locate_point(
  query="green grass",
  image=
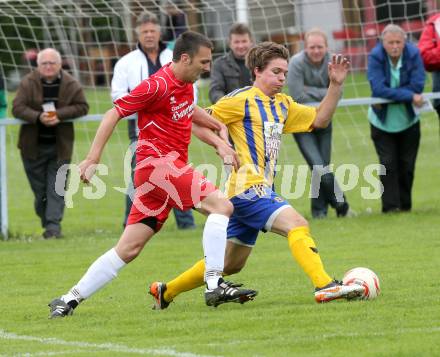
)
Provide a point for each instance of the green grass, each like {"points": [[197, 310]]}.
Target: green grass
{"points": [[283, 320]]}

============================================================

▶ [Directions for this task]:
What's needed is every record restated exactly, pictures excluded.

▶ [Answer for the task]:
locate_point(
  query="green grass",
  image=
)
Provide a point for each instance of the green grass, each like {"points": [[197, 310]]}.
Target: green grass
{"points": [[283, 320]]}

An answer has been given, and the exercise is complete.